課題:
1. 病院の基幹システムをめぐる対談のうち、「医療未経験の2人が、なぜ病院DXに挑んだのか」から「リリースできたかたちですね。」までの部分を一字一句そのまま書き写す。
2. 病院の基幹システムをめぐる対談の続きを、最後の文の後から書き継ぐ。

== 原文 ==

逆瀬川:電子カルテ・レセコンって、「カルテ? メモでしょう? レセコンって何?」みたいになると思うんですけど、大きく言うと、CRM領域とワークフロー領域、あとはPOSみたいなところの、大きく3つの基幹システムが入っています。

病院業務を動かす3つの要素

逆瀬川:日本は診療報酬制度というものがありまして、それに基づいて医療従事者が医療行為を行っていきます。医療行為を記録したり、お医者さんだけだと業務は回らないので指示を出したりする。その記録や指示のデータをお会計して、窓口でお支払いいただいたり、国に請求したりするというかたちなんですね。

そこの患者さんの情報の管理の部分と、指示出しの部分と、診療報酬のお会計の部分。大きくこの3つを扱っているシステムで、診療報酬の制度自体が広辞苑みたいな(膨大な)ルールで、1,700ページぐらいあります。

稲荷田:1,700ページですか(笑)。

逆瀬川:そうなんですよ。とんでもないボリュームなので、それにのっとってお会計もしなくちゃいけないですし、業務フローを構築するのがけっこうハードルが高くて、なかなかプレイヤーがいない領域になりますね。

稲荷田:故に、ヘンリーさんも4年ぐらいかけて開発されているんですね。

逆瀬川:そうですね。

医療未経験の2人が、なぜ病院DXに挑んだのか

稲荷田:へぇ、めちゃくちゃおもしろいですね。しかも逆瀬川さんは、医療バックグラウンドは特にない?

逆瀬川:そうですね。私も共同創業者の林(太郎)も、医療バックグラウンドはまったく関係なく、IT業界から入っておりますので、学びながらどうにかリリースできたかたちですね。

稲荷田:なるほど、ありがとうございます。なんで非医療から医療に行ったのかはすごく気になります。そのあたりのヒントが、恐らく逆瀬川さんの過去にあるんじゃなかろうかと思います。あらためて今度は逆瀬川さんご自身の人生やご経歴などを中心とした自己紹介を1~2分ぐらいでお願いできますか?

===
== 元データ ==

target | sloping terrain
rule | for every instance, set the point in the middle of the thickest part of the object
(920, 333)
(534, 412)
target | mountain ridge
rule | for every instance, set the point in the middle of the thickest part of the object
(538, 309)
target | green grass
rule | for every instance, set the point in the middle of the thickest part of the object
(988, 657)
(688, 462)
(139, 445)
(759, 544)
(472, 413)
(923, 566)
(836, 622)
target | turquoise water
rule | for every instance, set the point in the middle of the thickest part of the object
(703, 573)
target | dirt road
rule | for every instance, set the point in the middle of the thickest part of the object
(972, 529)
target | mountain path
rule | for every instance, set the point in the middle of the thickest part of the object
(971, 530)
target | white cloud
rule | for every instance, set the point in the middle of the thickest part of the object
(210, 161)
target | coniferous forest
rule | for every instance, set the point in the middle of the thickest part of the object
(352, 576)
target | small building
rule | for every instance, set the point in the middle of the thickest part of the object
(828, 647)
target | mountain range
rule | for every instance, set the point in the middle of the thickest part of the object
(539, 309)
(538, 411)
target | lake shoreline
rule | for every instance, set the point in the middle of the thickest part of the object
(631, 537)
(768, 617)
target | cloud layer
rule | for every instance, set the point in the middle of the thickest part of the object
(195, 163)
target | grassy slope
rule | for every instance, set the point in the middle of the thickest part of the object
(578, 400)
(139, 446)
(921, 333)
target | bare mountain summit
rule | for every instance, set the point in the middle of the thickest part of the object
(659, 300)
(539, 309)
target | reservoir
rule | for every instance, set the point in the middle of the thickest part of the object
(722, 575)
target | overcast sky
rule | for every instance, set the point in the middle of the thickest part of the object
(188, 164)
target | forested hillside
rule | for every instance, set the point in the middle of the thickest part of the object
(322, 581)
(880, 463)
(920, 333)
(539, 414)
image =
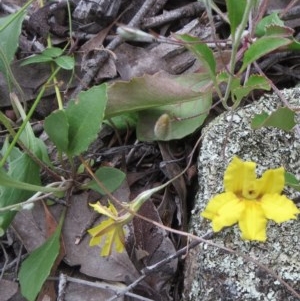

===

解答:
1.
医療未経験の2人が、なぜ病院DXに挑んだのか

稲荷田:へぇ、めちゃくちゃおもしろいですね。しかも逆瀬川さんは、医療バックグラウンドは特にない?

逆瀬川:そうですね。私も共同創業者の林(太郎)も、医療バックグラウンドはまったく関係なく、IT業界から入っておりますので、学びながらどうにかリリースできたかたちですね。

2.
逆瀬川:私は新卒が楽天で、その後ウォンテッドリー社(に転職)というかたちでキャリアを築いてきました。簡単に言うと新規事業の立ち上げにおける0から40ぐらいのフェーズまでを繰り返しやってきております。

ちょうどスマートフォンが出始めたタイミングの2011年に楽天に入りました。スマートフォンの戦略組織や、スマートフォン経由の売上を上げる戦略組織に入って、プロダクトサイドで事業やアプリケーションの立ち上げを、それこそ数十個ぐらい経験させていただきました。

ある程度スマートフォンの普及(のめど)が立ってきたタイミングで、ビジネス側をやることが増えてきました。もう少し事業全体を主体的にやりたいなというところでウォンテッドリーに転職して、新規事業の責任者として3年間勤めました。(その後)起業したというかたちです。

創業のつながりで言うと、弊社は共同創業で、林という者と一緒にやっています。大学のフェアトレードサークルの代表と副代表を2人でやっておりました。そこで、国際協力や社会性の高いことにけっこう興味を持っていたので、「2人でやるなら、そういったテーマがいいよね」というところで、ヘンリーを創業しました。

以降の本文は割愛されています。